• [BRANO FORNITO]
-=-=-

Senza quel troll avremmo paura anche dell’aria che respiriamo, perché nessuno ha tutte le competenze, le capacità e le informazioni che servono per vivere senza rischi e in totale sicurezza. Mettere a tacere quel troll sarebbe dunque un grave errore, ma come possiamo fare per conoscerci meglio ed eludere i suoi inganni?
Conoscere davvero sé stessi e riconoscere i propri limiti
Sia chiaro, il cervello non è il nostro nemico. Quando guidiamo la macchina, ad esempio, cosa che, peraltro, come genere umano abbiamo imparato a fare soltanto da pochi decenni, il cervello non può elaborare tutte le informazioni che ci scorrono attorno. Elabora solo le più importanti, quelle che possono salvare la nostra vita e quella degli altri, mentre le altre le lascia scorrere via, insieme al panorama che cambia. Dovremmo essere terrorizzati da questa situazione, ma non lo siamo. Mentre sfrecciamo a 130 all’ora potrebbe andare storta qualsiasi cosa, ma noi non ci pensiamo e affrontiamo la strada sicuri e tranquilli. Lo siamo davvero? Spesso l’esperienza ci dice di sì, ma lo sappiamo benissimo che ogni giorno ci sono migliaia di incidenti, in giro per il mondo. Il nostro cervello fa dunque bene ad ingannarci? La risposta è sì, se mentre lui ci rassicura, giorno dopo giorno, lavoriamo duro per conoscere noi stessi, i nostri talenti, i nostri limiti e ciò che vogliamo davvero. Sappiamo guidare abbastanza bene per fare i 130 senza rischiare ad ogni metro, ad esempio?
Questa è la base per capire chi siamo, cosa possiamo davvero fare e cosa vogliamo. Il resto sono soltanto percezioni e suggestioni. Da bambini vorremmo fare quasi tutti gli astronauti, i piloti di Formula 1, i calciatori, gli attori, gli scrittori o chissà cos’altro, ma quasi mai tutto questo è ciò che vorremmo davvero. Sono soltanto idee che ci affascinano, nella maggior parte dei casi. In molti altri casi non abbiamo il talento, il fisico, le risorse e, soprattutto, la determinazione a volere davvero, fortissimamente.
Capire cosa vogliamo davvero e coltivare la determinazione
Pensiamo a ciò che sta succedendo in questi anni. Credete che Chiara Ferragni da ragazzina sognasse di fare la fashion blogger? Impossibile, perché quella professione non esisteva fino a pochi mesi prima che iniziasse a farla. Magari sognava qualcosa di simile (modella, indossatrice, show girl), ma il punto è che tra i sogni dell’infanzia e la realtà della vita da adulti passa troppo tempo e troppi cambiamenti.

-=-=-

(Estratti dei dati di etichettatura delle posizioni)
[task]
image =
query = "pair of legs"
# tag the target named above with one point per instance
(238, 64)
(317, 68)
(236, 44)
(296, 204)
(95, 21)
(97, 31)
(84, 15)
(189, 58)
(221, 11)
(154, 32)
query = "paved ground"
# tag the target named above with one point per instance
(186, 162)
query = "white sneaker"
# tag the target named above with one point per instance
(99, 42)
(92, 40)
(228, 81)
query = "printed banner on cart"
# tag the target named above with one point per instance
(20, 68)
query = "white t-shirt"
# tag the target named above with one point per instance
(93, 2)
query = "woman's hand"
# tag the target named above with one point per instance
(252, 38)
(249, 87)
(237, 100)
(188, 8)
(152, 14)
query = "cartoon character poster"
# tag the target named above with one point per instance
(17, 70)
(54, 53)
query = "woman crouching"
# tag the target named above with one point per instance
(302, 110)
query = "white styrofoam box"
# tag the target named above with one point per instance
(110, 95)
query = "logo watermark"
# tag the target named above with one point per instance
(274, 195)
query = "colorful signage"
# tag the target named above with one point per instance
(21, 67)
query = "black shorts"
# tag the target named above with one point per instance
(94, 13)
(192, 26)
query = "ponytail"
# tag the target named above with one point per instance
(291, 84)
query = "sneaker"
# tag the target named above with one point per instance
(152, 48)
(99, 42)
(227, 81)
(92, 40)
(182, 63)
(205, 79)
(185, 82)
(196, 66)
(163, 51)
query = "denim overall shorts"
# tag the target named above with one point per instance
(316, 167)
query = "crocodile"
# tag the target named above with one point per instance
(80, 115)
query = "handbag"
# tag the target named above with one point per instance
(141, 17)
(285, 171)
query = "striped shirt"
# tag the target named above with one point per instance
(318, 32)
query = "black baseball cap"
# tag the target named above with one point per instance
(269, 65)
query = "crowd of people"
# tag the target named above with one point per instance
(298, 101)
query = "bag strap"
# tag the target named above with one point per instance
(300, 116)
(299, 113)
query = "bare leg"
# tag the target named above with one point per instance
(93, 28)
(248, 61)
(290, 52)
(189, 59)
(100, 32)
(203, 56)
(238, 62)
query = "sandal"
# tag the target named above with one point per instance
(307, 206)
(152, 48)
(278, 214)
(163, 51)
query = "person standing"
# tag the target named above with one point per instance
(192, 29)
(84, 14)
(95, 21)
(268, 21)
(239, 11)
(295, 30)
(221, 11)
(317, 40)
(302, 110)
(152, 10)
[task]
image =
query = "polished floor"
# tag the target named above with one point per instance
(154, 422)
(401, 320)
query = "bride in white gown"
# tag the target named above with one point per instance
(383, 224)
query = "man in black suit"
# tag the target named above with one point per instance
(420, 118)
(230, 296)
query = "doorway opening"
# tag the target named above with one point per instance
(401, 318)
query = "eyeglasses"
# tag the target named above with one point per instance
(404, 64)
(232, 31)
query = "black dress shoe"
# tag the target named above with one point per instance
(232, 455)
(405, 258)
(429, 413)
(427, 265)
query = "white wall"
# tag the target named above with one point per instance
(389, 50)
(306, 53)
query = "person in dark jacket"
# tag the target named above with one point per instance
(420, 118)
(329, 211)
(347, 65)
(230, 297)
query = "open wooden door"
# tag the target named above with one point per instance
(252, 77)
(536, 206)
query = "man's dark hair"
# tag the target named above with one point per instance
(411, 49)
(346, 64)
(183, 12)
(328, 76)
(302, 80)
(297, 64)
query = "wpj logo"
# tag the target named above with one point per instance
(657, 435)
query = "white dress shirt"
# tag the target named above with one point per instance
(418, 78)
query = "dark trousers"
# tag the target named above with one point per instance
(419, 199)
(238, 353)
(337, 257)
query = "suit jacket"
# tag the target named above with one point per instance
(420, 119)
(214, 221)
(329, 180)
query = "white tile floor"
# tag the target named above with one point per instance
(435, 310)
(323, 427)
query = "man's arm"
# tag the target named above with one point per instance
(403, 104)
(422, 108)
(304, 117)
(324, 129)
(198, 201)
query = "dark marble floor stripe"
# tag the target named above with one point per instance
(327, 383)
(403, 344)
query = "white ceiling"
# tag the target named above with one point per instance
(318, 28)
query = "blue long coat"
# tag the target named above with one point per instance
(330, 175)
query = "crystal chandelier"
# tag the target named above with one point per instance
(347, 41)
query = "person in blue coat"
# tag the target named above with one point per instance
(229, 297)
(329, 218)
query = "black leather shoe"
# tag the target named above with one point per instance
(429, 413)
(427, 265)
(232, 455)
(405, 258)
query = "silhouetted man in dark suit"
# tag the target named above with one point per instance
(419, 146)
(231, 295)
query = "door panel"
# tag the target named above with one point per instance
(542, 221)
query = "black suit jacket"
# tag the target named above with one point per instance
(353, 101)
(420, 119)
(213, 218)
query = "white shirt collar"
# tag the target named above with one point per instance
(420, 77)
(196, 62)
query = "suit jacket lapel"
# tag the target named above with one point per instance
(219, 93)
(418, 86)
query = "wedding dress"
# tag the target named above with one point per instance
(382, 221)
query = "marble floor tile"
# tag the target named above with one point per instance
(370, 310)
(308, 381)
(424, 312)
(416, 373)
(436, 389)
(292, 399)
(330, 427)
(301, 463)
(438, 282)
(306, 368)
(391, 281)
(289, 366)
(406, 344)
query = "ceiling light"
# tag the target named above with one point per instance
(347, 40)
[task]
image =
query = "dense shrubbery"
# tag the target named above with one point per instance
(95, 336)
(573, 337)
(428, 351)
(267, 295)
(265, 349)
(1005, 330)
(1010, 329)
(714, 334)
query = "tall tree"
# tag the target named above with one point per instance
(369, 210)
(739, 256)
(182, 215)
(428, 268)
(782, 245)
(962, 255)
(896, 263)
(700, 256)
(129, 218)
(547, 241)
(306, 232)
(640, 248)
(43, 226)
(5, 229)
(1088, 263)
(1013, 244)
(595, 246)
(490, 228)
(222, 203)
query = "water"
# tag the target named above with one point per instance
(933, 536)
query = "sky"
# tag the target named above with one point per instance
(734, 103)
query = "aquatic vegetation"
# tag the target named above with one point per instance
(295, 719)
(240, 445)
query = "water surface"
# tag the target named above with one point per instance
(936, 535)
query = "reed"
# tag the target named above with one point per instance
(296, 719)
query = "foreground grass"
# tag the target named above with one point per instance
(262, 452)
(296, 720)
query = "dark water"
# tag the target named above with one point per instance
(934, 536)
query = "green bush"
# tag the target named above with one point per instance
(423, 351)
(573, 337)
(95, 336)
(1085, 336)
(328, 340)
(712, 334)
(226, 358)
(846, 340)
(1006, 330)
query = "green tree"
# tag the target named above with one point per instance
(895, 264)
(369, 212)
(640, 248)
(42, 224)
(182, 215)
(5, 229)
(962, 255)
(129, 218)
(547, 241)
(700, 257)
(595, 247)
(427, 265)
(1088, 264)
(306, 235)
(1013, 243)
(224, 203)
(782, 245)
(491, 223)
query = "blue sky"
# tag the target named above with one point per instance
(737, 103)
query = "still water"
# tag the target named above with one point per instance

-=-=-

• [COMPITO ASSEGNATO]
Nel brano sulla conoscenza di sé, sostituisci "fashion blogger" con "influencer" nella parte che si apre con le parole contenenti "Capire cosa vogliamo" e si chiude con "e troppi cambiamenti.". Riscrivi poi quella parte per intero.

• [RISULTATO DELL'ESERCIZIO]
Capire cosa vogliamo davvero e coltivare la determinazione
Pensiamo a ciò che sta succedendo in questi anni. Credete che Chiara Ferragni da ragazzina sognasse di fare la influencer? Impossibile, perché quella professione non esisteva fino a pochi mesi prima che iniziasse a farla. Magari sognava qualcosa di simile (modella, indossatrice, show girl), ma il punto è che tra i sogni dell’infanzia e la realtà della vita da adulti passa troppo tempo e troppi cambiamenti.